Direction >> Reproduce the records from the very start down through the line containing "point(457, 26)", switching "benchmark" to "evaluation" throughout and changing nothing else. Please leave the pictures out.

Extracted material >>
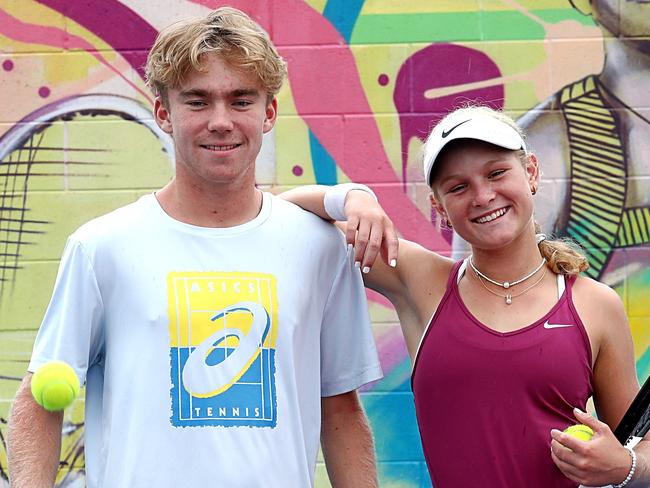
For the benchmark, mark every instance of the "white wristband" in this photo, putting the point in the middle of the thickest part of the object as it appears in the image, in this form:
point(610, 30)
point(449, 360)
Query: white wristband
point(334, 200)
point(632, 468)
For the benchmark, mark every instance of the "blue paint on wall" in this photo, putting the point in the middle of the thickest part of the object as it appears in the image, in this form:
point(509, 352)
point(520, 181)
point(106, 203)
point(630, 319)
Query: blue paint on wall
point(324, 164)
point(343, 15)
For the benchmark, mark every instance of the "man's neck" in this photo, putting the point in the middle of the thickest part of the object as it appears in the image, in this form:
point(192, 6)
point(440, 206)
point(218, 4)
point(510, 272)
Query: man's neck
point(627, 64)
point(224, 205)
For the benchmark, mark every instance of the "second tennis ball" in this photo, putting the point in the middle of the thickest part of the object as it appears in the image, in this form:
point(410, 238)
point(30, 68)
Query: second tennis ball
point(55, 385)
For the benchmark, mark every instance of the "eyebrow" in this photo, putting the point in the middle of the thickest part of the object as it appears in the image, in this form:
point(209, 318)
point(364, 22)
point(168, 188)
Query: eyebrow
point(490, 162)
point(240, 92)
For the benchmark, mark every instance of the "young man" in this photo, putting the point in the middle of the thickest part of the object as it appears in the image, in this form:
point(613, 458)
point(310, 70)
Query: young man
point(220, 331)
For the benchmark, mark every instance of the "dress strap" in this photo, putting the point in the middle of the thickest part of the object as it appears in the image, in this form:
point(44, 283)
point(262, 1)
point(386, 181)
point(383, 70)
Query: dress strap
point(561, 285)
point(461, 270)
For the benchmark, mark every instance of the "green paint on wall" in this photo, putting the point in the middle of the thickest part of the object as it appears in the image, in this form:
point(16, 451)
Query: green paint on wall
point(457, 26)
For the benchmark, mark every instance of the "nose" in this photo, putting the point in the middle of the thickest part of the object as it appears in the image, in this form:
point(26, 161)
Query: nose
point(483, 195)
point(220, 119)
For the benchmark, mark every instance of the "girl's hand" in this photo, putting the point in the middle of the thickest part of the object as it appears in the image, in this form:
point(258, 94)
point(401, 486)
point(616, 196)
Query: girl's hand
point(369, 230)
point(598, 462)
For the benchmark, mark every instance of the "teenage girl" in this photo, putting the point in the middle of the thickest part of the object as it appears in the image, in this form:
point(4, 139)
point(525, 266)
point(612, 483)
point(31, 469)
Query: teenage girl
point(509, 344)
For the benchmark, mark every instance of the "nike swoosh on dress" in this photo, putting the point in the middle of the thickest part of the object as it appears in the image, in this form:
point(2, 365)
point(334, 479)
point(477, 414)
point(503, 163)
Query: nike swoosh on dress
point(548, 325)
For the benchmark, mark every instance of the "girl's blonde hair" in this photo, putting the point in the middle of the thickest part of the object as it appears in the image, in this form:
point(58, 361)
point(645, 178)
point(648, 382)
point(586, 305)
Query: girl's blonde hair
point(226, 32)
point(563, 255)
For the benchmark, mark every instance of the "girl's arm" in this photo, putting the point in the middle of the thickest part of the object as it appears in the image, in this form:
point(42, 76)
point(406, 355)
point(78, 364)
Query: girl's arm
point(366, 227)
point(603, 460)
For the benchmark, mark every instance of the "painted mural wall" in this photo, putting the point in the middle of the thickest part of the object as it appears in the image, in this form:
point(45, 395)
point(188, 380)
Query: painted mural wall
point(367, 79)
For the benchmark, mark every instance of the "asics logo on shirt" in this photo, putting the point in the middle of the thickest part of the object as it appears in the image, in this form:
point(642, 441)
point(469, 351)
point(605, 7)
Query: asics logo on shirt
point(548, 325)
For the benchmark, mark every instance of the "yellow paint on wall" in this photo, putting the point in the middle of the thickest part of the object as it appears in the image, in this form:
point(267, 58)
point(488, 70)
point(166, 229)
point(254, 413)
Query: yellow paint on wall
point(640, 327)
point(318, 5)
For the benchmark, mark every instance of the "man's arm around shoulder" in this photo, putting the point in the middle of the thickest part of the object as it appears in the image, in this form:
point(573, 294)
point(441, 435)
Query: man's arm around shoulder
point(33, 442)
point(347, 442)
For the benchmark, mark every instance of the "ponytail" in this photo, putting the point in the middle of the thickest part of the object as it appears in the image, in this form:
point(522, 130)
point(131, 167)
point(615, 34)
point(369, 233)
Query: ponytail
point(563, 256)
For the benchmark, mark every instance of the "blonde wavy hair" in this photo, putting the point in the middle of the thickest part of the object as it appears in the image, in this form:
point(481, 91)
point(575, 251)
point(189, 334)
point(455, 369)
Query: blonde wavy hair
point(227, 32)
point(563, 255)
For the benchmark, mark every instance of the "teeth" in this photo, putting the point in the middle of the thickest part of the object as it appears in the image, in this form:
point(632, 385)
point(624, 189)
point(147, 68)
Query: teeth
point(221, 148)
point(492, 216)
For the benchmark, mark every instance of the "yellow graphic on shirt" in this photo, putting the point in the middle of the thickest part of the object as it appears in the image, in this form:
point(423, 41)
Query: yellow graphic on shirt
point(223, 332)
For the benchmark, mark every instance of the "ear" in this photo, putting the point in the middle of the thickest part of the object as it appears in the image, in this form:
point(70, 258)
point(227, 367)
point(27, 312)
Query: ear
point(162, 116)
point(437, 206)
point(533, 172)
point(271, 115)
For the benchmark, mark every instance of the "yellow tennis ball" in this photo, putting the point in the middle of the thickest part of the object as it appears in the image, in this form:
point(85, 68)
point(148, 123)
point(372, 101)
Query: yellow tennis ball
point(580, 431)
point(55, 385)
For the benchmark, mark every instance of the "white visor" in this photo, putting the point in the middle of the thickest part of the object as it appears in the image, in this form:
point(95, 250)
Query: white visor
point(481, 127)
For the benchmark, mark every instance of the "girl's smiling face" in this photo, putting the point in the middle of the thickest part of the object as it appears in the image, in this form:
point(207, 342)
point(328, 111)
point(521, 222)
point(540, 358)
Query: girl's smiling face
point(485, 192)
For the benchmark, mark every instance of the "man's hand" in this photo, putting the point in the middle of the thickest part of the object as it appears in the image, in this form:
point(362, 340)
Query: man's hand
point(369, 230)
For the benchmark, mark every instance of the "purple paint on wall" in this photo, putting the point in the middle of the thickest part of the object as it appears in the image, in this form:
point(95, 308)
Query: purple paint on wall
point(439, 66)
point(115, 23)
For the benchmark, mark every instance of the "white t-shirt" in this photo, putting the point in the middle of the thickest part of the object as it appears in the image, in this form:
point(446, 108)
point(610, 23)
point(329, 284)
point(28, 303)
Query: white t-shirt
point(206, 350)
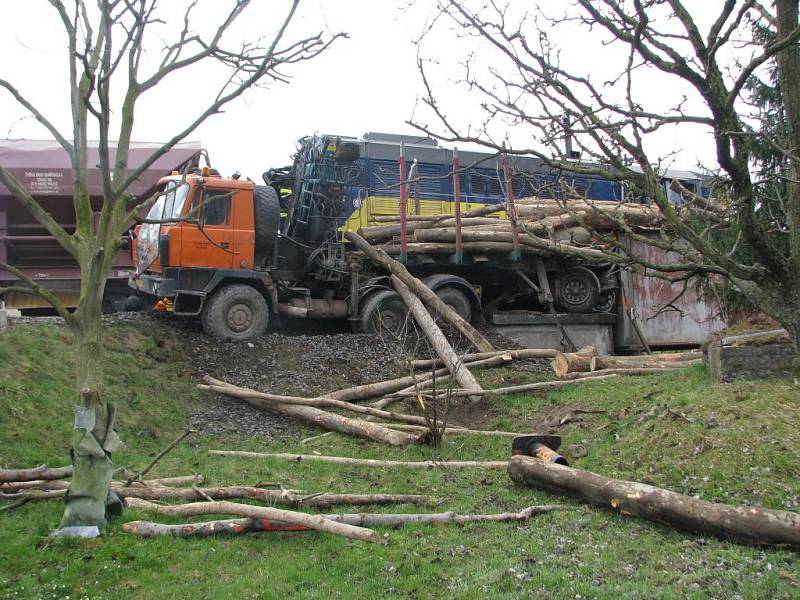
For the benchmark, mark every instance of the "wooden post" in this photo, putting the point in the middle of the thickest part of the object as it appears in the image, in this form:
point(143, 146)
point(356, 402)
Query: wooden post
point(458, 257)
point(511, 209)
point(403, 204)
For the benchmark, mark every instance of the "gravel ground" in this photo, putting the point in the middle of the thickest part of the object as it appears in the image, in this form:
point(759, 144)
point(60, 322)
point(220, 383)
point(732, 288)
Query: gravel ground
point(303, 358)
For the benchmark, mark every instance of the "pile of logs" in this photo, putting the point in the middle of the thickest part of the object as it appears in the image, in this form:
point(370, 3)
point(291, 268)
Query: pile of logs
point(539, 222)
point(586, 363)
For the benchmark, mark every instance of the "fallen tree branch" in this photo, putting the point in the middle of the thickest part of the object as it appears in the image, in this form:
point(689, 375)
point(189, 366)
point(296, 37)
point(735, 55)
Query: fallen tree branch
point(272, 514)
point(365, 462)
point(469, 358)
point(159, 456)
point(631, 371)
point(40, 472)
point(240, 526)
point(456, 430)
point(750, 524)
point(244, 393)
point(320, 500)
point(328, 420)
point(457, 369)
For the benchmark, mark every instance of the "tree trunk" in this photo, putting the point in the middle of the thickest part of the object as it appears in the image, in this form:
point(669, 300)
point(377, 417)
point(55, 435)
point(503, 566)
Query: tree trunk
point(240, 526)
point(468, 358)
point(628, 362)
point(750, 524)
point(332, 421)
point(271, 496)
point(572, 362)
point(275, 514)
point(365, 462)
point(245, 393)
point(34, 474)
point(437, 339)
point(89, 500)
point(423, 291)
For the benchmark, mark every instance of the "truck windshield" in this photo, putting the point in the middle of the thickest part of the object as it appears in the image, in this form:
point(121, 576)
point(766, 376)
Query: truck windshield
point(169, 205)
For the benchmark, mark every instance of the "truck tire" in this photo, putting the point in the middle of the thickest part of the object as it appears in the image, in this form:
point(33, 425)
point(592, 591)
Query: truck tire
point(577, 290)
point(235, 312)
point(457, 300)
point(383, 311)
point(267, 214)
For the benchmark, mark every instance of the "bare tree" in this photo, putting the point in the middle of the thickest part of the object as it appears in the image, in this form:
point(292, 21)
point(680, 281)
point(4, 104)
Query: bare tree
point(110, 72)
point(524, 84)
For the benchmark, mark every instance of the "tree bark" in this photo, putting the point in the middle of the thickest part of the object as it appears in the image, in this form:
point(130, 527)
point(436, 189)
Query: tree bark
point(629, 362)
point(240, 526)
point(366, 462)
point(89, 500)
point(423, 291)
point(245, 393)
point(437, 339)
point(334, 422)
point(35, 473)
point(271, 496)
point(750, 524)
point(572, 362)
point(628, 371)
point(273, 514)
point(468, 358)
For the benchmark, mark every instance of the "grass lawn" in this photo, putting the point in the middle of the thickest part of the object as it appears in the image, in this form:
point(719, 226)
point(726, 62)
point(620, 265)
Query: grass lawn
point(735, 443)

Reply >>
For the evaluation, mark every instance of the "white wristband" in this photo, putting the point in the middle of the thickest part of the object as it appears in the image, in this form:
point(610, 30)
point(449, 360)
Query: white wristband
point(334, 200)
point(632, 468)
For the evaluation, mark every instance of the "blue paint on wall" in this photo, putting the point in the middle of the thickest part of the object as it appears in the image, in this form:
point(509, 352)
point(520, 181)
point(106, 203)
point(630, 319)
Query: blue paint on wall
point(324, 164)
point(343, 15)
For the evaluation, mark every instance of the "man's neck" in this photo, putting the point in the middle of the thickest part of the object as it appears in the image, in this form:
point(192, 6)
point(440, 206)
point(218, 4)
point(510, 272)
Query: man's neck
point(627, 64)
point(224, 205)
For the evaluation, mark every instance of the "second tennis ball" in this photo, putting the point in the middle of the thickest part of the object as it appears in the image, in this form:
point(410, 238)
point(30, 68)
Query: second tennis ball
point(55, 385)
For the evaluation, mark every instance of the "eyebrow" in this photo, putting the point in the middle of the thickest part of the object as it appears in the image, in this form:
point(209, 318)
point(364, 22)
point(168, 188)
Query: eyebrow
point(490, 162)
point(240, 92)
For the evaluation, mark every instance of the "young man" in this photo, putting the point in the middle of the thickest part of the object as it appears in the image, in this form:
point(613, 458)
point(310, 70)
Query: young man
point(220, 331)
For the evaluation, mark every instance of the "dress strap" in this photo, putting the point in the middle of the thickest part of the object as it appears in the image, in this form:
point(44, 283)
point(262, 1)
point(386, 181)
point(383, 70)
Query: dress strap
point(561, 285)
point(461, 270)
For the evaluation, mark every instance of the "green paint on wall" in this photo, putting the point in the middle of the thickest part of the object as it appears in the image, in this form:
point(16, 451)
Query: green paint on wall
point(457, 26)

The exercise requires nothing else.